Exercise brief
Copy the passage of the rapeseed genomic prediction abstract from "Genomic prediction in" to "2024 May 6.", word for word.

Genomic prediction in Brassica napus: evaluating the benefit of imputed whole-genome sequencing data

Genome. 2024 Jul 1;67(7):210-222. doi: 10.1139/gen-2023-0126. Epub 2024 May 6.

Abstract

Advances in sequencing technology allow whole plant genomes to be sequenced with high quality. Combining genotypic and phenotypic data in genomic prediction helps breeders to select crossing partners in partially phenotyped populations. In plant breeding programs, the cost of sequencing entire breeding populations still exceeds available genotyping budgets. Hence, the method for genotyping is still mainly single nucleotide polymorphism (SNP) arrays; however, arrays are unable to assess the entire genome- and population-wide diversity. A compromise involves genotyping the entire population using an SNP array and a subset of the population with whole-genome sequencing. Both datasets can then be used to impute markers from whole-genome sequencing onto the entire population. Here, we evaluate whether imputation of whole-genome sequencing data enhances genomic predictions, using data from a nested association mapping population of rapeseed (Brassica napus). Employing two cross-validation schemes that mimic scenarios for the prediction of close and distant relatives, we show that imputed marker data do not significantly improve prediction accuracy, likely due to redundancy in relationship estimates and imputation errors. In simulation studies, only small improvements were observed, further corroborating the findings. We conclude that SNP arrays are already equipped with the information that is added by imputation through relationship and linkage disequilibrium.

Keywords: SNP markers; genomic prediction; imputation; whole-genome sequencing.

MeSH terms

  • Brassica napus* / genetics
  • Genome, Plant*
  • Genomics / methods
  • Genotype
  • Linkage Disequilibrium
  • Plant Breeding / methods
  • Polymorphism, Single Nucleotide*
  • Whole Genome Sequencing* / methods

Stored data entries
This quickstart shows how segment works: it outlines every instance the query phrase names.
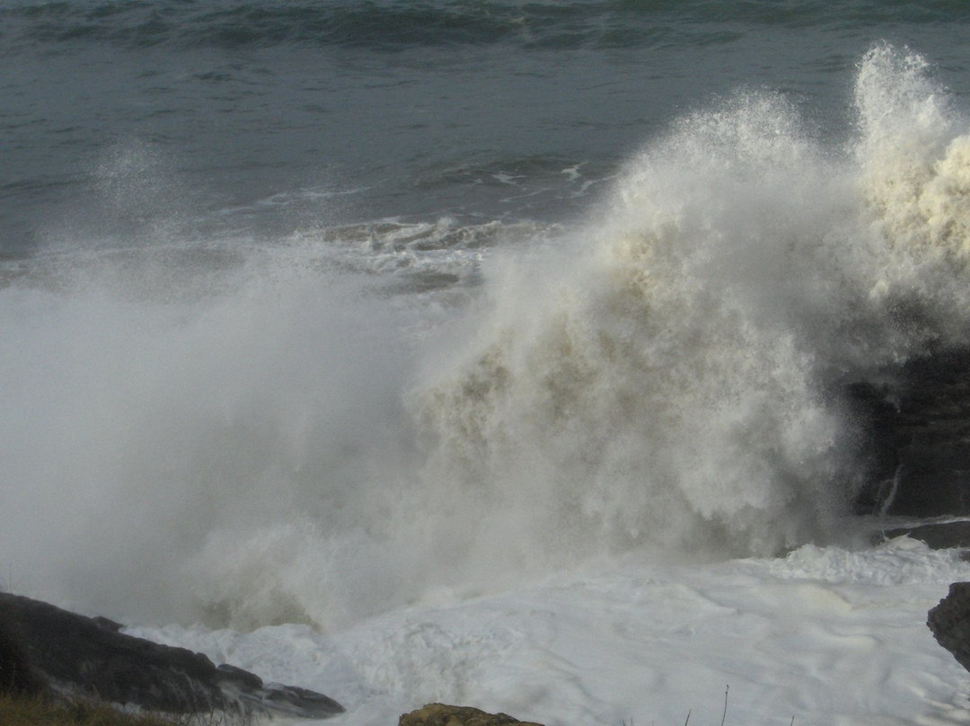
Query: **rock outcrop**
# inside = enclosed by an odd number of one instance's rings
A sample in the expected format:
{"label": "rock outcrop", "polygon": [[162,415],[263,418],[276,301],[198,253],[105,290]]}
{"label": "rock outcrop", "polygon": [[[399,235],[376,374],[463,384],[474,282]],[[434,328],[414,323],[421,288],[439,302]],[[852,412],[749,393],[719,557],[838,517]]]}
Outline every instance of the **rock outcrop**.
{"label": "rock outcrop", "polygon": [[936,642],[970,671],[970,582],[950,585],[950,594],[929,611],[926,624]]}
{"label": "rock outcrop", "polygon": [[531,721],[519,721],[505,713],[486,713],[467,706],[428,704],[404,713],[398,726],[540,726]]}
{"label": "rock outcrop", "polygon": [[[326,718],[343,711],[323,694],[264,683],[242,669],[216,667],[201,653],[125,635],[106,618],[85,617],[18,595],[0,593],[0,623],[11,635],[10,652],[26,654],[32,682],[43,679],[57,695],[170,713]],[[19,682],[18,673],[4,676]]]}
{"label": "rock outcrop", "polygon": [[970,349],[935,352],[848,388],[866,432],[860,513],[970,514]]}

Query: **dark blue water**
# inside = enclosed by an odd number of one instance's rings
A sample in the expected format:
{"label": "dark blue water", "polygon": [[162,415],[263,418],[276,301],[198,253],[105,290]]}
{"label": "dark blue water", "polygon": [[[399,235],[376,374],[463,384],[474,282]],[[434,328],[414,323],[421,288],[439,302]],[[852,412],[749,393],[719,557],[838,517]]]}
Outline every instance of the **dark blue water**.
{"label": "dark blue water", "polygon": [[957,98],[962,2],[9,2],[0,254],[381,219],[558,220],[740,86],[833,148],[909,45]]}

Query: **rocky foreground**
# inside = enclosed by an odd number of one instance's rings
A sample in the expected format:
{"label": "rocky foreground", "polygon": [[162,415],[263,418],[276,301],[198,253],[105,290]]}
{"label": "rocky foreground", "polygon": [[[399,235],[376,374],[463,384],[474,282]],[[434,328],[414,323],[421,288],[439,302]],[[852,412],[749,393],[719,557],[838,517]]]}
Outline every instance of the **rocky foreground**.
{"label": "rocky foreground", "polygon": [[[857,422],[867,472],[857,512],[893,517],[896,525],[885,537],[909,535],[933,547],[970,548],[970,349],[937,352],[874,378],[878,383],[852,383],[842,394]],[[928,625],[970,670],[970,583],[954,583],[930,610]],[[319,719],[343,711],[321,693],[264,683],[205,655],[120,631],[105,618],[0,593],[0,692],[44,690],[170,713]],[[431,704],[402,716],[400,726],[520,723],[501,713]]]}
{"label": "rocky foreground", "polygon": [[121,633],[121,626],[18,595],[0,593],[0,690],[42,689],[65,699],[107,701],[165,713],[223,712],[326,718],[332,698],[264,683],[201,653]]}

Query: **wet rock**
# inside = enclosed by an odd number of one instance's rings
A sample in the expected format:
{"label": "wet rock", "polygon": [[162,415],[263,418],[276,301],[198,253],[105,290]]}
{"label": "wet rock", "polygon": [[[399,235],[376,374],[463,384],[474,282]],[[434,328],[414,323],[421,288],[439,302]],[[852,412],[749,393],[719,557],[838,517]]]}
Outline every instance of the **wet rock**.
{"label": "wet rock", "polygon": [[847,390],[869,462],[857,510],[970,514],[970,349],[936,352]]}
{"label": "wet rock", "polygon": [[970,671],[970,582],[950,585],[950,593],[929,611],[926,624],[936,642]]}
{"label": "wet rock", "polygon": [[519,721],[505,713],[486,713],[467,706],[428,704],[422,709],[404,713],[398,726],[540,726],[531,721]]}
{"label": "wet rock", "polygon": [[262,679],[205,655],[120,632],[37,600],[0,593],[0,622],[17,635],[55,694],[170,713],[224,711],[326,718],[343,708],[321,693]]}

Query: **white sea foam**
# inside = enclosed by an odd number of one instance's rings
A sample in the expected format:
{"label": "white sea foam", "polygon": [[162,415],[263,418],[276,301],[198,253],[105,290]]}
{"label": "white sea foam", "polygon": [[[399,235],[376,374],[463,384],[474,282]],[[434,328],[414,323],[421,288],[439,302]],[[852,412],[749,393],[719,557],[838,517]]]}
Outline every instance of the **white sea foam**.
{"label": "white sea foam", "polygon": [[11,584],[333,631],[590,558],[852,544],[840,387],[965,343],[968,302],[964,120],[889,48],[856,104],[847,154],[738,93],[519,244],[374,223],[238,245],[194,280],[150,248],[9,280]]}

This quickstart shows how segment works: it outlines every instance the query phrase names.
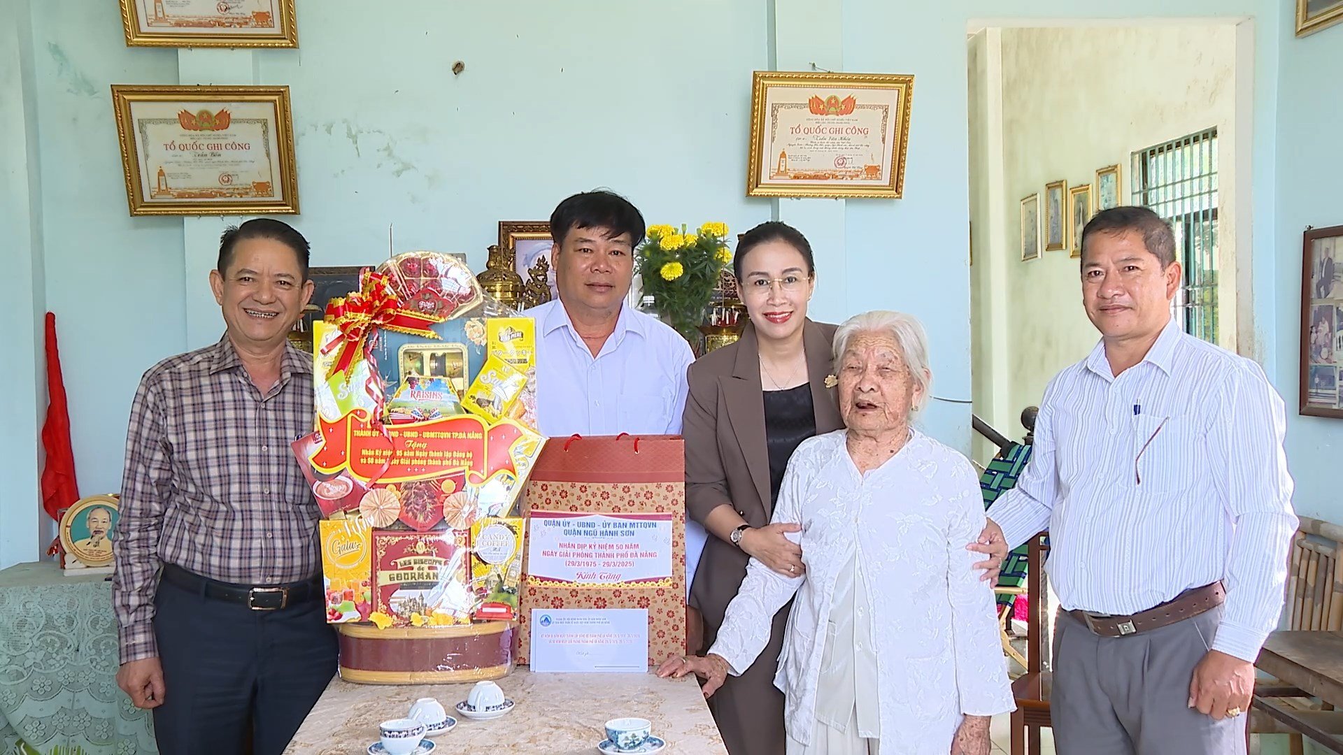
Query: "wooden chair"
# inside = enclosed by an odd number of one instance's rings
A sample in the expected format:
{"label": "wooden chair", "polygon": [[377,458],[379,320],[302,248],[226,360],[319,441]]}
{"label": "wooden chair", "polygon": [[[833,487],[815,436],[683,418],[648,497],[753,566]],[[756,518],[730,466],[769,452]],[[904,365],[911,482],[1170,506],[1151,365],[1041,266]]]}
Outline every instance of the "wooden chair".
{"label": "wooden chair", "polygon": [[[1300,517],[1287,575],[1287,610],[1289,630],[1343,631],[1343,527]],[[1287,734],[1291,755],[1301,755],[1301,734],[1272,716],[1270,709],[1288,711],[1324,735],[1343,734],[1343,711],[1295,686],[1260,680],[1254,684],[1246,740],[1250,734]]]}
{"label": "wooden chair", "polygon": [[1026,673],[1011,682],[1017,709],[1011,715],[1011,755],[1041,755],[1039,729],[1052,728],[1049,696],[1049,606],[1045,556],[1048,533],[1030,539],[1026,567]]}

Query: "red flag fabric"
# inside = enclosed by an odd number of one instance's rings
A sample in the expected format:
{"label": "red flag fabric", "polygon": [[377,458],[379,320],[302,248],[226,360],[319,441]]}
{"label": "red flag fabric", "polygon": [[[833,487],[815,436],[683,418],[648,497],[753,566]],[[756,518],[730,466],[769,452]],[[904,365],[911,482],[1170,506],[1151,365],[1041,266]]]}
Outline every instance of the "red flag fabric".
{"label": "red flag fabric", "polygon": [[60,520],[60,509],[79,500],[75,484],[75,453],[70,447],[70,411],[66,406],[66,382],[60,376],[60,353],[56,349],[56,316],[47,313],[47,420],[42,425],[42,447],[47,463],[42,468],[42,508],[51,519]]}

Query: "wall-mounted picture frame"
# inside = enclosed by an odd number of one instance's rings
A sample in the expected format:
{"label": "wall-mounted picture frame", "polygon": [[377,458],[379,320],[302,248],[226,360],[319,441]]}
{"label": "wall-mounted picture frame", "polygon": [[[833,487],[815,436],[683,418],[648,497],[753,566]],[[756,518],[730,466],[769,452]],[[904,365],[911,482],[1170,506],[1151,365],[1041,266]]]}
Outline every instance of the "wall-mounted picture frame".
{"label": "wall-mounted picture frame", "polygon": [[[551,247],[555,240],[551,238],[551,223],[547,220],[500,220],[500,247],[513,257],[513,271],[522,277],[525,283],[530,279],[532,267],[540,258],[549,259]],[[551,285],[551,298],[556,298],[559,292],[555,287],[555,267],[545,275]]]}
{"label": "wall-mounted picture frame", "polygon": [[1068,189],[1068,257],[1073,259],[1082,255],[1082,228],[1095,212],[1091,197],[1091,184]]}
{"label": "wall-mounted picture frame", "polygon": [[1343,226],[1301,236],[1300,412],[1343,418]]}
{"label": "wall-mounted picture frame", "polygon": [[1068,249],[1068,181],[1045,184],[1045,251]]}
{"label": "wall-mounted picture frame", "polygon": [[294,0],[121,0],[129,47],[298,47]]}
{"label": "wall-mounted picture frame", "polygon": [[755,71],[747,196],[900,199],[915,78]]}
{"label": "wall-mounted picture frame", "polygon": [[1039,259],[1039,195],[1021,200],[1021,261]]}
{"label": "wall-mounted picture frame", "polygon": [[1120,184],[1121,172],[1119,163],[1107,165],[1096,171],[1096,212],[1119,207],[1124,203]]}
{"label": "wall-mounted picture frame", "polygon": [[287,86],[111,85],[132,215],[298,212]]}
{"label": "wall-mounted picture frame", "polygon": [[1343,21],[1343,0],[1296,0],[1296,36]]}

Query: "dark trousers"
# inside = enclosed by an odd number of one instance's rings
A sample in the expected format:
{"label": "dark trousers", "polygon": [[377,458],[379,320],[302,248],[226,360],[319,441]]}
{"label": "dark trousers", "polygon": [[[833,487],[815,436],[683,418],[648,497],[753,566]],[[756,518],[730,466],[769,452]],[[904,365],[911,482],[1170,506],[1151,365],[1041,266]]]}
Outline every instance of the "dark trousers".
{"label": "dark trousers", "polygon": [[161,755],[281,755],[336,674],[336,633],[318,594],[278,611],[167,582],[154,598],[164,704]]}

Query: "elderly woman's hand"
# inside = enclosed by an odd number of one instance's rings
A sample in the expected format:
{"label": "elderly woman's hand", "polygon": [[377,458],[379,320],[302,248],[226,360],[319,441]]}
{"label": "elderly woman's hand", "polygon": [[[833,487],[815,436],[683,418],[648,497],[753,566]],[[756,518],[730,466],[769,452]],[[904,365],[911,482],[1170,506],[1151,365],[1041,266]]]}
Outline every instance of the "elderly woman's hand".
{"label": "elderly woman's hand", "polygon": [[667,660],[658,666],[658,676],[662,678],[681,678],[692,672],[705,680],[700,691],[704,692],[705,697],[712,697],[728,678],[728,661],[713,653],[708,656],[667,656]]}
{"label": "elderly woman's hand", "polygon": [[786,532],[802,532],[802,527],[771,524],[747,529],[741,533],[741,549],[784,576],[802,576],[807,571],[802,563],[802,545],[788,540]]}
{"label": "elderly woman's hand", "polygon": [[1003,567],[1003,559],[1007,558],[1007,540],[1003,539],[1003,531],[999,529],[994,520],[988,520],[983,532],[979,533],[979,540],[966,545],[966,549],[975,551],[976,553],[987,553],[987,559],[975,564],[975,568],[984,570],[984,574],[979,579],[983,582],[998,582],[998,571]]}
{"label": "elderly woman's hand", "polygon": [[951,755],[988,755],[988,716],[966,716],[951,739]]}

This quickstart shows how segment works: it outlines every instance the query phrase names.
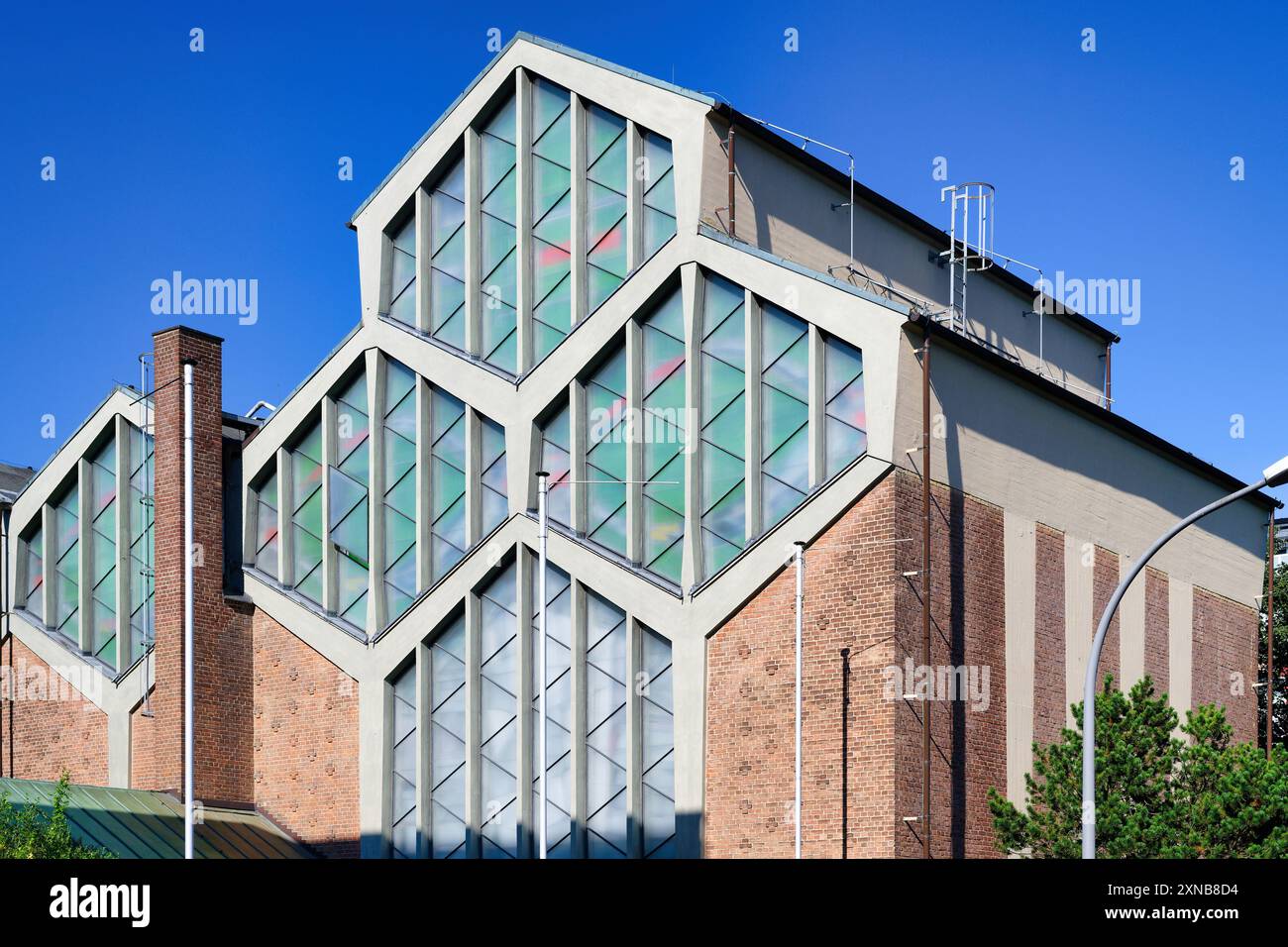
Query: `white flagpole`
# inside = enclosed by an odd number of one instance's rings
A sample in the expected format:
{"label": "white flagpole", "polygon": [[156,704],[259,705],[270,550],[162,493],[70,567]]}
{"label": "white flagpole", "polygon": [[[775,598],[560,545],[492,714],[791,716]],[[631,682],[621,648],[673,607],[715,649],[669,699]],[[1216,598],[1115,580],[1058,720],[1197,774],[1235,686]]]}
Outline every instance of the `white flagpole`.
{"label": "white flagpole", "polygon": [[796,544],[796,857],[801,857],[801,627],[805,607],[805,544]]}
{"label": "white flagpole", "polygon": [[192,858],[192,361],[183,363],[183,857]]}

Output of the exercise
Genomic prediction in Brassica napus: evaluating the benefit of imputed whole-genome sequencing data

Genome. 2024 Jul 1;67(7):210-222. doi: 10.1139/gen-2023-0126. Epub 2024 May 6.